─── PASSAGE GIVEN

4. Practice letting go and self-soothing.
Everyone is stressed, and the behaviour of those closest to us will often demonstrate how they’re regulating their anxiety. This is not the time to raise challenging topics in your relationship. Instead, ask your partner what they need from you and offer that with love and compassion. Express daily appreciation for something they do. Don’t add unnecessary stress by criticising their way of coping and managing things. This is the time to practice emotional flexibility, letting go, bringing the best version of ourselves to the table and being there for others regardless of their behaviour. Above all else – be kind, compassionate and loving.
5. Work towards a joint goal.
Having a project together is a great way to connect. It might be the photo album you’ve been meaning to put together or planning next year’s holiday. For those in need of some healing, an online relationship course could be life-changing. Think about the hobby or skill you’ve wanted to learn together but never had the time. Now is the time. A project gives purpose and will keep you positive and active, making this time easier during self-isolation.

──────

__STATED PROBLEM 1__
Check each statement against the relationship advice and mark it yes or no, quoting the words of the text that settle it: (a) The advice recommends bringing up difficult relationship topics now. (b) The advice suggests showing appreciation for your partner every day. (c) The advice says a shared project can make self-isolation easier.
__STATED PROBLEM 2__
Extend the relationship advice beyond its final sentence with one more numbered tip, matching the heading-and-paragraph style it uses.
Nothing in the records is needed.

─── RECORD SET

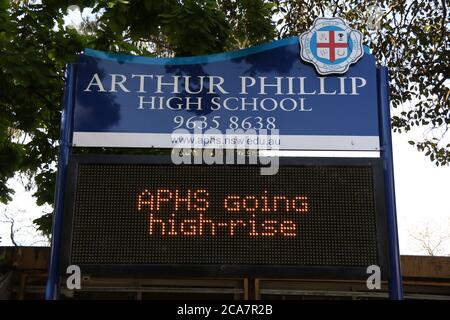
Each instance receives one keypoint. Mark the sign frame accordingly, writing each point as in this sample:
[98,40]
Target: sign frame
[52,290]
[229,270]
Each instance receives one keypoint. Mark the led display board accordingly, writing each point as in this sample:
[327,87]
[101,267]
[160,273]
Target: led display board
[145,215]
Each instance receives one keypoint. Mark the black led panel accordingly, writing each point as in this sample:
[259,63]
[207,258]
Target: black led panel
[146,215]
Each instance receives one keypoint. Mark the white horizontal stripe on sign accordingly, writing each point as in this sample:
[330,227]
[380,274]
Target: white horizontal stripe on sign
[283,142]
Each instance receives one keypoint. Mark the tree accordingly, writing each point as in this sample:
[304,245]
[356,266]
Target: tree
[35,46]
[21,231]
[434,239]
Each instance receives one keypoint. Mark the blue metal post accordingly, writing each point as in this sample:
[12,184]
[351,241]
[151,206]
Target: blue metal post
[52,289]
[395,281]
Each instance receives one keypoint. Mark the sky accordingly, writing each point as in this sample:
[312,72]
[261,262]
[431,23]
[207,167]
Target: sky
[421,194]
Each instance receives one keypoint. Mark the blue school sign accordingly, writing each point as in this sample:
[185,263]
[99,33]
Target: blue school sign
[127,101]
[319,91]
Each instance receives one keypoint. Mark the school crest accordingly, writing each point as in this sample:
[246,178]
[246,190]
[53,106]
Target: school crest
[331,46]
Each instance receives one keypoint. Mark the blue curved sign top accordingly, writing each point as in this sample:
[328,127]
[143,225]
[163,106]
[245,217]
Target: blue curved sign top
[133,101]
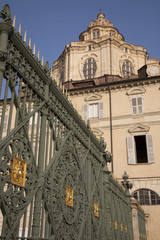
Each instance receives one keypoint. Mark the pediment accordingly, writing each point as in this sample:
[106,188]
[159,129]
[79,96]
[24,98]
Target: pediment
[93,97]
[97,132]
[136,90]
[139,128]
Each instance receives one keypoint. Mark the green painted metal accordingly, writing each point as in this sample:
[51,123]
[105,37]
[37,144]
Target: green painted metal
[60,150]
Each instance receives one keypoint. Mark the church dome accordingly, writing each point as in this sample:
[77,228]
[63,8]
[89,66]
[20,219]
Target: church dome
[99,28]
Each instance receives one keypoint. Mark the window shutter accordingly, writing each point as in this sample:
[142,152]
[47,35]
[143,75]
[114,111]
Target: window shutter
[101,110]
[150,153]
[131,150]
[85,111]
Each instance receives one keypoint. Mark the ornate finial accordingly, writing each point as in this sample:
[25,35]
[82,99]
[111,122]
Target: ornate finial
[102,142]
[107,156]
[25,36]
[29,42]
[6,13]
[127,184]
[19,29]
[46,67]
[38,54]
[42,60]
[88,124]
[34,49]
[14,21]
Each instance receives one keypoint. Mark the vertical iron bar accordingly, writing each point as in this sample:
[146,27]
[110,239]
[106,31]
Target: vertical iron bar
[10,112]
[18,99]
[5,30]
[38,196]
[4,108]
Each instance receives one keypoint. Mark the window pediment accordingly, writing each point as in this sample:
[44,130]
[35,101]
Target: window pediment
[93,97]
[136,91]
[139,128]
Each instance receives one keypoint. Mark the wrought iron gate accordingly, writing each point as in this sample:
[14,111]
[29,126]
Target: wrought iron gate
[54,179]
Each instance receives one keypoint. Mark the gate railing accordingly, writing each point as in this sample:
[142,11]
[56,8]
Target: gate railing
[55,183]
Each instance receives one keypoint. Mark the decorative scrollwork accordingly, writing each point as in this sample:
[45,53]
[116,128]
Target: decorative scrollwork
[15,197]
[66,174]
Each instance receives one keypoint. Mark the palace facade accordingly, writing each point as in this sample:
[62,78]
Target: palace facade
[115,86]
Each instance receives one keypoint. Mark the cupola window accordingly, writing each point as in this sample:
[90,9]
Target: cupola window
[89,68]
[96,34]
[127,69]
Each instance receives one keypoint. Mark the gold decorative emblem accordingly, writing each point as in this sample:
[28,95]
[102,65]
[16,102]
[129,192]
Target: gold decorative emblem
[116,225]
[96,209]
[18,175]
[121,227]
[69,196]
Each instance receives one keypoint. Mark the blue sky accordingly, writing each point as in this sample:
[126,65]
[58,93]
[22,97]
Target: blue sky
[52,24]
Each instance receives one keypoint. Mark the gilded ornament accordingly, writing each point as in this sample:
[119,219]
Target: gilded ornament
[96,209]
[116,225]
[18,175]
[69,196]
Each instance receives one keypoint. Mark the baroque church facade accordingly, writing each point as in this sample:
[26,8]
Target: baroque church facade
[115,86]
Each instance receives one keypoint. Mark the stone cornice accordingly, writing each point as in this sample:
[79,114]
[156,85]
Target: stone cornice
[115,85]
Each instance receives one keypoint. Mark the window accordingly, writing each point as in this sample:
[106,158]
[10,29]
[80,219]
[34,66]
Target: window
[126,50]
[89,47]
[93,110]
[96,34]
[137,105]
[147,197]
[5,122]
[127,69]
[140,149]
[35,118]
[89,68]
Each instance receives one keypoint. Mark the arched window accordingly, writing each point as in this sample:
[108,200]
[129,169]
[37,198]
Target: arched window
[147,197]
[127,68]
[96,34]
[89,68]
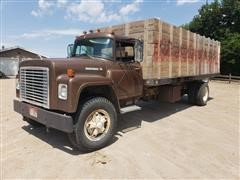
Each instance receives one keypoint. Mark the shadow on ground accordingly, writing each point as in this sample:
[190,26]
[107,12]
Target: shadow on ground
[128,121]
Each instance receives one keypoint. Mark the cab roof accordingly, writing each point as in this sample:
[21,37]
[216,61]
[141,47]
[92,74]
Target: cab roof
[107,35]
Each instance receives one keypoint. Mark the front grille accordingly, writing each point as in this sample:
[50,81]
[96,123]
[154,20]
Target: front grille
[34,85]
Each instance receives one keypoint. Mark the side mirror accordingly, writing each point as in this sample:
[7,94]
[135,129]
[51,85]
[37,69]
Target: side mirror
[138,51]
[69,50]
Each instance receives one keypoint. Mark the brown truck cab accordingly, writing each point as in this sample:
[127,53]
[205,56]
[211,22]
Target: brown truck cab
[82,94]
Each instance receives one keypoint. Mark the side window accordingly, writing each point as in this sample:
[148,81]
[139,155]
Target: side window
[124,51]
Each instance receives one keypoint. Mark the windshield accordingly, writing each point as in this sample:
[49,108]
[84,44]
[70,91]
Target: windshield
[94,47]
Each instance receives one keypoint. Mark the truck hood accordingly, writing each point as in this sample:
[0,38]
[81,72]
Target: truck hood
[59,66]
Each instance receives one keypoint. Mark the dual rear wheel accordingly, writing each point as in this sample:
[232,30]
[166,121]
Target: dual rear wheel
[198,93]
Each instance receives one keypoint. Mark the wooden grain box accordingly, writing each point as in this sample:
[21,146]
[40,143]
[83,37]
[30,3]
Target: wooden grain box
[171,51]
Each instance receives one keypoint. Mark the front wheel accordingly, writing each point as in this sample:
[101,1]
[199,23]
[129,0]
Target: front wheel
[95,126]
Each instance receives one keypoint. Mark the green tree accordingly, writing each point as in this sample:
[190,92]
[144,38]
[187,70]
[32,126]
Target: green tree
[220,20]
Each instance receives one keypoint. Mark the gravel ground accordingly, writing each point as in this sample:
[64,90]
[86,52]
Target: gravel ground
[154,140]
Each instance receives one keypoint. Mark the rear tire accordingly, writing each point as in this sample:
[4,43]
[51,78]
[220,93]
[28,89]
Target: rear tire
[95,126]
[198,94]
[202,94]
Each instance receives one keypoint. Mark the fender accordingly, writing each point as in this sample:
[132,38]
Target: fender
[80,82]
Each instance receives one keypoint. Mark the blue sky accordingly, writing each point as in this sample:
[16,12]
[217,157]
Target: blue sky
[47,26]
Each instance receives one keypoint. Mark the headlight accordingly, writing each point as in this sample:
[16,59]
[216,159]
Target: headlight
[62,91]
[17,84]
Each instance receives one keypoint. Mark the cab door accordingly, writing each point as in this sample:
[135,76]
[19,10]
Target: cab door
[126,74]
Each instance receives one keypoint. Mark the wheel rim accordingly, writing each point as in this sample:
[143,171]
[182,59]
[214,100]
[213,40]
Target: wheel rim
[97,125]
[205,97]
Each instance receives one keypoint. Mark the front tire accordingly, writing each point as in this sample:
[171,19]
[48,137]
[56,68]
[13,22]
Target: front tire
[95,126]
[33,123]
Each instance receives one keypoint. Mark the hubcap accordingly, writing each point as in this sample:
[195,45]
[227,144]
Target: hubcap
[97,125]
[205,97]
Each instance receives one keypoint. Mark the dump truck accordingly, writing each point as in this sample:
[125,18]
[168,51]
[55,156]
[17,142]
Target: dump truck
[111,68]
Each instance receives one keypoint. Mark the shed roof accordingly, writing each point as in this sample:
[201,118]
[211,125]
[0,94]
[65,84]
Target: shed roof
[6,50]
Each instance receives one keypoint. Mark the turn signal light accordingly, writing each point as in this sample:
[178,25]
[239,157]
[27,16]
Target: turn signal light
[70,72]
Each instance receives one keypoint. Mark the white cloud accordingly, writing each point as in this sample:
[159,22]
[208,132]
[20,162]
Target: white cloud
[62,3]
[49,33]
[93,11]
[182,2]
[130,8]
[47,7]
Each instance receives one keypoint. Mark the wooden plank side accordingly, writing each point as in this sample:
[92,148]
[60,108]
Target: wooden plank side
[191,54]
[170,51]
[184,53]
[175,52]
[165,50]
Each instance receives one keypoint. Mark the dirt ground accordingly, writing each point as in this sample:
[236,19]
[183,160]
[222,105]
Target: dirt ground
[154,140]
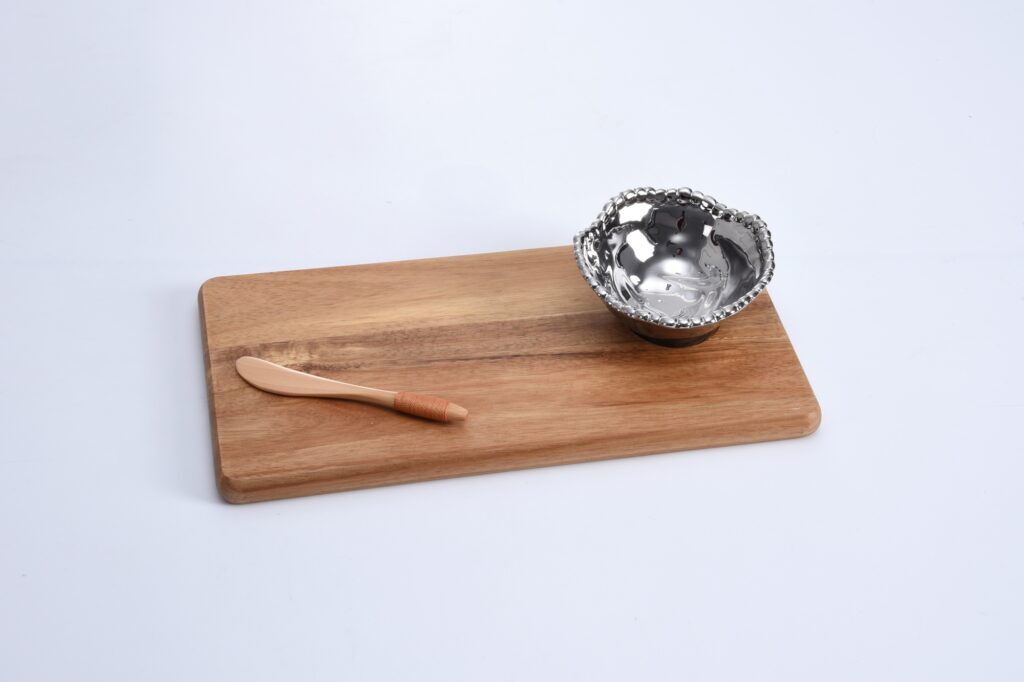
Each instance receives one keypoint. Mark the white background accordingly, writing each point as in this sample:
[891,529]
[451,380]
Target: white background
[144,147]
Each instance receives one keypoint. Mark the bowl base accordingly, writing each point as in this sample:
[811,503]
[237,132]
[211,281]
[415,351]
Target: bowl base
[677,343]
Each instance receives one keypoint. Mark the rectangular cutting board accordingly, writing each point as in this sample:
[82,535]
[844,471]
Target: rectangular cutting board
[548,374]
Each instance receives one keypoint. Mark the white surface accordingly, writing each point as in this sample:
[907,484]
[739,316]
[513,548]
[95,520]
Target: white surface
[145,148]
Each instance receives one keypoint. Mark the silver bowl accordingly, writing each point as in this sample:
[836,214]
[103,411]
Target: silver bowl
[672,264]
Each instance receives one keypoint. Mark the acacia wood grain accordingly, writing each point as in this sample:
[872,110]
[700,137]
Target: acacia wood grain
[517,338]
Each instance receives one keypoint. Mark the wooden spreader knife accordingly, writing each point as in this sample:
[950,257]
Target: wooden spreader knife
[284,381]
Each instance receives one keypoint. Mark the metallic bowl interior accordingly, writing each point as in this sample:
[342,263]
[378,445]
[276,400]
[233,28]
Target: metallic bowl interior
[673,264]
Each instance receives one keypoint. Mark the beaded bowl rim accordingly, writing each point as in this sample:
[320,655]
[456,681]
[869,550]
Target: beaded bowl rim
[679,197]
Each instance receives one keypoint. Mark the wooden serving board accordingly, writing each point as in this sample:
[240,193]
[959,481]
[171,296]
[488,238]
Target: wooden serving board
[548,374]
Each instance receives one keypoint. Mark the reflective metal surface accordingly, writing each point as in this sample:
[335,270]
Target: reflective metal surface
[672,264]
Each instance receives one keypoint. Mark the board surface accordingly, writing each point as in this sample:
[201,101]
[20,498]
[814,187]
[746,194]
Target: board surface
[548,374]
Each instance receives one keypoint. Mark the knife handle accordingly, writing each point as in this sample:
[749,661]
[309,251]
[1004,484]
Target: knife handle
[429,407]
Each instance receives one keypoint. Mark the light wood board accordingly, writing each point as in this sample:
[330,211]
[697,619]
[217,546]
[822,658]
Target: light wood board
[548,374]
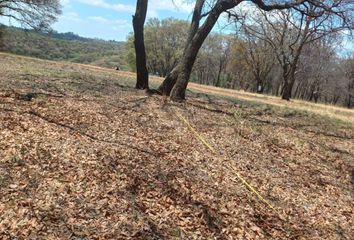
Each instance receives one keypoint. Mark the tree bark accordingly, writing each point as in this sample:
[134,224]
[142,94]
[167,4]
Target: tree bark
[186,64]
[142,75]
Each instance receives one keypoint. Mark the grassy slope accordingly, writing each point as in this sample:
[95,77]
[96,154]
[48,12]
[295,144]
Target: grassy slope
[90,156]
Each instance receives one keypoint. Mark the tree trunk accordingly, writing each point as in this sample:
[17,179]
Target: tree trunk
[142,74]
[289,80]
[180,75]
[186,64]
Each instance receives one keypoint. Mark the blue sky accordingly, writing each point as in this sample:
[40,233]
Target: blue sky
[111,19]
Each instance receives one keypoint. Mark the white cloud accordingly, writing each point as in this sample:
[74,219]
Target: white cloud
[118,23]
[154,6]
[103,4]
[72,16]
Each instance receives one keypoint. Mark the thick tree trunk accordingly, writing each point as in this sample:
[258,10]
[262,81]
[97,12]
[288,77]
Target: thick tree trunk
[289,80]
[142,74]
[197,35]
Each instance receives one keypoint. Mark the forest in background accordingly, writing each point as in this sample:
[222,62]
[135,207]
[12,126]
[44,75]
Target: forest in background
[245,62]
[63,47]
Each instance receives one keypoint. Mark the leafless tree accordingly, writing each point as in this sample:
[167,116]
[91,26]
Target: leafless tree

──────

__WRITTEN RESPONSE 1__
(a) No: "This is not the time to raise challenging topics in your relationship."
(b) Yes: "Express daily appreciation for something they do."
(c) Yes: "A project gives purpose and will keep you positive and active, making this time easier during self-isolation."

__WRITTEN RESPONSE 2__
6. Start and end the day with gratitude.
Every morning, start your day with a hug (for one minute if you can). Take full, deep breaths in sync with your partner to feel the connection and think about the things you’re grateful for. Maybe it’s your health, your family, clean running water – appreciate the basics. Think about your intentions for the relationship that day and how you can show up for your partner. At the end of the day, hug again with deep breaths and express appreciation again. Make it specific with something new each day. This will not only fill your partner full of love, it will focus your awareness during the day on the positive aspects of your life together.
Wishing you all the best with your time in self-isolation, we hope these six steps make it easier and happier for your relationship.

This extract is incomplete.